Commerzbank analyst Heike Pauls (who has a buy rating on the stock with a price target of 230 euros) blasted the FT article as “fake news” and pointed to “the usual coincidence with rising short interest” which he said was indicative of market manipulation. Because the allegations have “no substance”, Pauls said the selloff was a “buying opportunity.”

Helping spur the rally, Munich prosecutors told BBG that they saw no indication of any crime by Wirecard under German law, according to a spokesperson for the Munich prosecutors’ office.

Wirecard

The allegations rocked a company that has seen its value quintuple in recent years. Wirecard recently surpassed Deutsche Bank in market capitalization, and replaced Commerzbank in Germany’s DAX 30 index. Wirecard has vehemently denied the report.

The FT report purported to cite an internal presentation delivered by an executive charged with running the company’s Asian operations that described potentially fraudulent money flows at the lender.

### DATA LINES:
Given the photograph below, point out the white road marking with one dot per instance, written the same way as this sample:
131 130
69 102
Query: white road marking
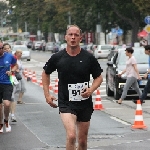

### WRITTEN TASKS:
A. In the Wirecard article, which company did Wirecard replace in Germany's DAX 30 index?
B. Pick up the Wirecard article after its last sentence and write the next part.

### ANSWERS:
A. Commerzbank.

B.
But other analysts offered a more nuanced take. Some argued that, regardless of whether the allegations are true, the selloff is a sign that Wirecard’s shares were clearly overvalued.

“In a large organization, there is always the possibility that some individual does something wrong,” said Robin Brass, a Frankfurt-based analyst at Hauck & Aufhaeuser.

“It is the same as we have seen before,” said Markus Friebel, an analyst at Independent Research. “Allegations come out, and we don’t know if they are true or not. The share price reaction confirms our view that the company is overvalued.”

And doubts were magnified by the company’s “hard to understand” business model.

“Wirecard’s business model can be hard to understand at times, and it’s easier to criticize a company whose sales are difficult to pin down,” said Mirko Maier, an analyst at LBBW. “Wirecard is not an automaker where you see cars leaving the factory each day.”

As Bloomberg pointed out, this isn’t the first time the company has had to defend its reputation: reports about accounting issues sent shares reeling in 2008 and again in 2016. In 2016, a fake research report was circulated by a shady UK-based research shop has led prosecutors to bring tens of thousands of euros in fines against one of the suspects.